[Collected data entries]
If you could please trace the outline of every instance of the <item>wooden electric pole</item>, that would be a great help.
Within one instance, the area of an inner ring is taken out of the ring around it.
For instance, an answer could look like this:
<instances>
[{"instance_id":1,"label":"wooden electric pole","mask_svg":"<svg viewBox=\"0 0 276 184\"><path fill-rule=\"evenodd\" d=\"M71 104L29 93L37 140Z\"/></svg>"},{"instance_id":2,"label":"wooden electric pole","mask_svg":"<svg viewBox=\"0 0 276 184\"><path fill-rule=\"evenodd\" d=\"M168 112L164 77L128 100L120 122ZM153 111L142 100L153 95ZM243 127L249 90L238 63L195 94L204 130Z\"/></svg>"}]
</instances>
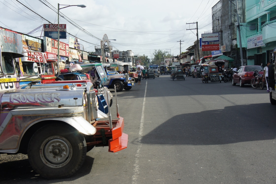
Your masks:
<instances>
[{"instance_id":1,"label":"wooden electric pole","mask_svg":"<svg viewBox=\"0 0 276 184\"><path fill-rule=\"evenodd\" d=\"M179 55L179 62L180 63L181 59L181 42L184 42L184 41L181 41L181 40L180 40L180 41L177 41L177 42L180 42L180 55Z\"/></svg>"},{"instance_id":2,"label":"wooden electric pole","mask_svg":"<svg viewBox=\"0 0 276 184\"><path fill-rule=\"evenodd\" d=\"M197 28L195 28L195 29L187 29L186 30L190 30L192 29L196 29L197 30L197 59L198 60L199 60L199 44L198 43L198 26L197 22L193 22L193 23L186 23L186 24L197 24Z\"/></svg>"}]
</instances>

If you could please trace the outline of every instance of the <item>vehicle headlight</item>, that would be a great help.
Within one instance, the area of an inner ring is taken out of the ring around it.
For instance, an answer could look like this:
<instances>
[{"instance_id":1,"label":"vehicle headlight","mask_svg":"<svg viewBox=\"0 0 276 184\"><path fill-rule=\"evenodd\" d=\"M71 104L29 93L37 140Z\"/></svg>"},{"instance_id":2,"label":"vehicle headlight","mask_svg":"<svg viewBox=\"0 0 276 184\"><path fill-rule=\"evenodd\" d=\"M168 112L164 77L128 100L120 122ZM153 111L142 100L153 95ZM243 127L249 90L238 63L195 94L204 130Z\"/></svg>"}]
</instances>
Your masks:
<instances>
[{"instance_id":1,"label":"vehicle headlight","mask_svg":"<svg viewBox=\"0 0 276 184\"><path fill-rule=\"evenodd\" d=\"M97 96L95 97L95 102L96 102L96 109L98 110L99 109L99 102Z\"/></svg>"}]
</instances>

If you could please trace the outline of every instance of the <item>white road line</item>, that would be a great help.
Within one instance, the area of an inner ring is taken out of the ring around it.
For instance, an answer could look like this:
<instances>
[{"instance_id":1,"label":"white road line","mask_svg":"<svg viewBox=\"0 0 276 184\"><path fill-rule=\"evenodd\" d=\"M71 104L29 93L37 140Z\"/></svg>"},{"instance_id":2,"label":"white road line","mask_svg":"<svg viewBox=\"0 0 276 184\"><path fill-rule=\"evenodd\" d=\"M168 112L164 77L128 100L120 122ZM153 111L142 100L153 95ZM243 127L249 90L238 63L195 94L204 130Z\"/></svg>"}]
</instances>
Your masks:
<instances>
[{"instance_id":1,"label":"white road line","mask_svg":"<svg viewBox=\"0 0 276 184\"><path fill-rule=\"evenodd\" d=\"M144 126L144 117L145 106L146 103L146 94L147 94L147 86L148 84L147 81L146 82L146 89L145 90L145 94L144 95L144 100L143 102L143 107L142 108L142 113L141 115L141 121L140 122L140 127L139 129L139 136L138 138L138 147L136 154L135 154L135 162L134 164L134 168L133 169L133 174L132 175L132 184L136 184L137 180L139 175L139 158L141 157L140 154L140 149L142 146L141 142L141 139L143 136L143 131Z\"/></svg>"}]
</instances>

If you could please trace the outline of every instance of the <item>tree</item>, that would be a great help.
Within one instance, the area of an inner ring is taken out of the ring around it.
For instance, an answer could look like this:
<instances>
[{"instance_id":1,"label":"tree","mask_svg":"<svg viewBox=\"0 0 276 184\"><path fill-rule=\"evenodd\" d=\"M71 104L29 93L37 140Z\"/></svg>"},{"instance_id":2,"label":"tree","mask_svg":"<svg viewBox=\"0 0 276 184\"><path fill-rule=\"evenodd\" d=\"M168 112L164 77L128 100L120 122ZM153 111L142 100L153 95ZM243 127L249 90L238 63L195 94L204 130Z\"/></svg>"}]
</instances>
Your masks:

==

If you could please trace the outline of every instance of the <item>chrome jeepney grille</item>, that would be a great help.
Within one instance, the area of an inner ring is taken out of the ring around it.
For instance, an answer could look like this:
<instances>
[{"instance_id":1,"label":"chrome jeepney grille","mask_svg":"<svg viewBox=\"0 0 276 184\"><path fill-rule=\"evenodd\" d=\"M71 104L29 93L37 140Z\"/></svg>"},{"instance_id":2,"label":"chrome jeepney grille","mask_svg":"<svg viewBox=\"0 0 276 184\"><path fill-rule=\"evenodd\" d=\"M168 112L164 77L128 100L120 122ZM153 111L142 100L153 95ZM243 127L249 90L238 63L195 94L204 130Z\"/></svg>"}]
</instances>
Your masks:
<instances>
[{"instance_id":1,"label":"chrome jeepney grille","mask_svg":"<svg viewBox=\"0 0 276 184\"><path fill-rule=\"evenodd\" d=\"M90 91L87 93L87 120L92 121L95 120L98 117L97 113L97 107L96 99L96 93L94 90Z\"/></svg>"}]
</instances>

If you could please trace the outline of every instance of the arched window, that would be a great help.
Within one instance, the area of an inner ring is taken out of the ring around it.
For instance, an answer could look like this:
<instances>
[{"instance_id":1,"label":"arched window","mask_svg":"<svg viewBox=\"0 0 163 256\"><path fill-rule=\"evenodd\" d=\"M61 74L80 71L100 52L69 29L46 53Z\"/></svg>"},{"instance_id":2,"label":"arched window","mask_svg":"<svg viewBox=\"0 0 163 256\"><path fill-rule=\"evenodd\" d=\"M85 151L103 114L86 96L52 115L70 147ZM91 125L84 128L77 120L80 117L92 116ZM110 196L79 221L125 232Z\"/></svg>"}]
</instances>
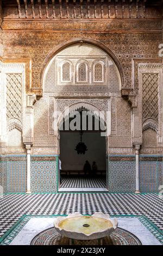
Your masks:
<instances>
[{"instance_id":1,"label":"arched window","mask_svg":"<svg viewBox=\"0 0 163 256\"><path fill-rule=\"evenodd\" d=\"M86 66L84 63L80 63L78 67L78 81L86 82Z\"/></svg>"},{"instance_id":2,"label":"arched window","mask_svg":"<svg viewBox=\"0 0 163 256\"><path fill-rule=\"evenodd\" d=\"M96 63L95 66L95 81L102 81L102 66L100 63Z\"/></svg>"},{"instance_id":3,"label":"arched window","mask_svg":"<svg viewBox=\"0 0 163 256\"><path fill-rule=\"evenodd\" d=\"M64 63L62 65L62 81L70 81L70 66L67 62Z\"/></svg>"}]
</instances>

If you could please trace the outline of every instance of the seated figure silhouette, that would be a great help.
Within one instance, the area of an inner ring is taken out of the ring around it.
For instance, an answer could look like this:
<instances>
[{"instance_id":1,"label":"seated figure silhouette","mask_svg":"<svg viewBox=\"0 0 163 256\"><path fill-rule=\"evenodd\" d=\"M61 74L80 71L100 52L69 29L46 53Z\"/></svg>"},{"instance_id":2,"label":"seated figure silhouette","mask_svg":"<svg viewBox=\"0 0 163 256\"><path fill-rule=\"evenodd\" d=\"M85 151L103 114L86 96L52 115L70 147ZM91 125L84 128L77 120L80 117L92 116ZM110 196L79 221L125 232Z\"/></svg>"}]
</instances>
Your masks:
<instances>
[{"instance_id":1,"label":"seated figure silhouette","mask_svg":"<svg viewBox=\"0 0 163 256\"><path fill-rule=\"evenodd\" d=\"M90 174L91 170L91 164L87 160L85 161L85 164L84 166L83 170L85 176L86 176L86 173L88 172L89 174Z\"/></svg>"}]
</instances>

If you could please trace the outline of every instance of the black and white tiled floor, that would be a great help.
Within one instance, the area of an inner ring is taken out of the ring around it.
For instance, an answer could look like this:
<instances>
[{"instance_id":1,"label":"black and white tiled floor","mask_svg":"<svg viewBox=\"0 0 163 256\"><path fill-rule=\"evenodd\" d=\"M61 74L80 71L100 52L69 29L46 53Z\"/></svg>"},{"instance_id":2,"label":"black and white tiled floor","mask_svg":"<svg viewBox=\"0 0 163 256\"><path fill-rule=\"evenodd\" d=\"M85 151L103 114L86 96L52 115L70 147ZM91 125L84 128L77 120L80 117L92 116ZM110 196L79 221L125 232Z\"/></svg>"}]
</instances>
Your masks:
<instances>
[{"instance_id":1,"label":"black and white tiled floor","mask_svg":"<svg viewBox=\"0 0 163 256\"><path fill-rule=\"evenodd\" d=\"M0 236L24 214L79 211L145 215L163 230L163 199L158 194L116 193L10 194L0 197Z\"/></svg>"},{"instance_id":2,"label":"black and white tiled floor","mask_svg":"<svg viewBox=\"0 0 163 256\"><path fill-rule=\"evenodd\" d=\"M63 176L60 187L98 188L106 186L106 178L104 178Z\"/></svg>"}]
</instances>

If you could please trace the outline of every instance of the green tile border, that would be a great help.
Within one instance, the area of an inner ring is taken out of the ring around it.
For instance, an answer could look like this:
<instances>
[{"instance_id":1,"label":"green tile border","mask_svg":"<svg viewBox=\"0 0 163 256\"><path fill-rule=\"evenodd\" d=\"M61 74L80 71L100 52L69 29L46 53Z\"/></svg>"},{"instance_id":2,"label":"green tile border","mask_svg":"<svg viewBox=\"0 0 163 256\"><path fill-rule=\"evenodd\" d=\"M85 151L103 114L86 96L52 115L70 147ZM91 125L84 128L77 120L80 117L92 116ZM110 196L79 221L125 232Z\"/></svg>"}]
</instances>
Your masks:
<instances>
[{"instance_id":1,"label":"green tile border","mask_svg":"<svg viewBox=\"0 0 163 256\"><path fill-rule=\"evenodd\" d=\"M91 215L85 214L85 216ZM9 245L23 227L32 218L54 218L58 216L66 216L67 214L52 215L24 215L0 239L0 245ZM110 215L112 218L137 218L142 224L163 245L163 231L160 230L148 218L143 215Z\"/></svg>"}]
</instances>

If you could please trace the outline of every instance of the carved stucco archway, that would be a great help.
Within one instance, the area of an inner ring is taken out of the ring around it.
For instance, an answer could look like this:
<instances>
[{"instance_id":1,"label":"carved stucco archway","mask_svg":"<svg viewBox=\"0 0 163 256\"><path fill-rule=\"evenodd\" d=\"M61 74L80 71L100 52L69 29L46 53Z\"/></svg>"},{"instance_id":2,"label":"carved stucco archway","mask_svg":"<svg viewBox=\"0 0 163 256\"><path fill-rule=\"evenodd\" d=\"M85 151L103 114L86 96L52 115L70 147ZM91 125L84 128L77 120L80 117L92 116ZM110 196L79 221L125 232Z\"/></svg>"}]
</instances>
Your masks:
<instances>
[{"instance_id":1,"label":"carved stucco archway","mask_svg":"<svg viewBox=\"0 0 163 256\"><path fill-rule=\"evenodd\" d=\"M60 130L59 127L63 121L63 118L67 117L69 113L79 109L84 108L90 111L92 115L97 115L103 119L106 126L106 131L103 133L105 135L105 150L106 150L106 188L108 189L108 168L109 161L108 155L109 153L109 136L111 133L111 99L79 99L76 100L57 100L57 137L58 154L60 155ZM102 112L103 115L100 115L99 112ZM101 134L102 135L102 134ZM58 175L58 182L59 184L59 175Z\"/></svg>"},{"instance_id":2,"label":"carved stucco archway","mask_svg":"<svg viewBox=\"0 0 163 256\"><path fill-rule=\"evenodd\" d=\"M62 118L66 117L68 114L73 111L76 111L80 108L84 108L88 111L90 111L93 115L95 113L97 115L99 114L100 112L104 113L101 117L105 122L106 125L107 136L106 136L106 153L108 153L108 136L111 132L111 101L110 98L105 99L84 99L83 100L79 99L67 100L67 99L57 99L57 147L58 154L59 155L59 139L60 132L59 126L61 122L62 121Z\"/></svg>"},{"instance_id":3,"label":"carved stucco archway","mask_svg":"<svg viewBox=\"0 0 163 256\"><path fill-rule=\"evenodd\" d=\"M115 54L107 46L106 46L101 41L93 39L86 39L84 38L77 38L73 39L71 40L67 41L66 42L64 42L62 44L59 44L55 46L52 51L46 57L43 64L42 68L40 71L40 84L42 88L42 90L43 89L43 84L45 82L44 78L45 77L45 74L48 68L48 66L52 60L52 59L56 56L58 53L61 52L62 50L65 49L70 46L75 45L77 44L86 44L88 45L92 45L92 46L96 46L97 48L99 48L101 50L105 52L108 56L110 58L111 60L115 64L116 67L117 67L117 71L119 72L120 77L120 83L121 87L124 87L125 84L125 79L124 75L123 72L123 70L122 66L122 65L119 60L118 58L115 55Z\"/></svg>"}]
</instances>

Task objective -> Show every line in the rows above that contains the word "border", copying each one in full.

Expected answer ->
If you could please trace the outline of every instance of the green tile border, that would be a great help.
[{"instance_id":1,"label":"green tile border","mask_svg":"<svg viewBox=\"0 0 163 256\"><path fill-rule=\"evenodd\" d=\"M61 74L80 71L100 52L69 29L46 53Z\"/></svg>"},{"instance_id":2,"label":"green tile border","mask_svg":"<svg viewBox=\"0 0 163 256\"><path fill-rule=\"evenodd\" d=\"M85 151L103 114L86 96L52 115L70 147ZM91 125L84 128L77 120L80 117L92 116ZM110 196L79 221L125 232Z\"/></svg>"}]
[{"instance_id":1,"label":"green tile border","mask_svg":"<svg viewBox=\"0 0 163 256\"><path fill-rule=\"evenodd\" d=\"M91 215L85 214L85 216ZM9 245L23 227L32 218L54 218L58 216L66 216L67 214L52 215L24 215L0 239L0 245ZM110 215L112 218L137 218L142 224L163 245L163 231L160 230L148 218L143 215Z\"/></svg>"}]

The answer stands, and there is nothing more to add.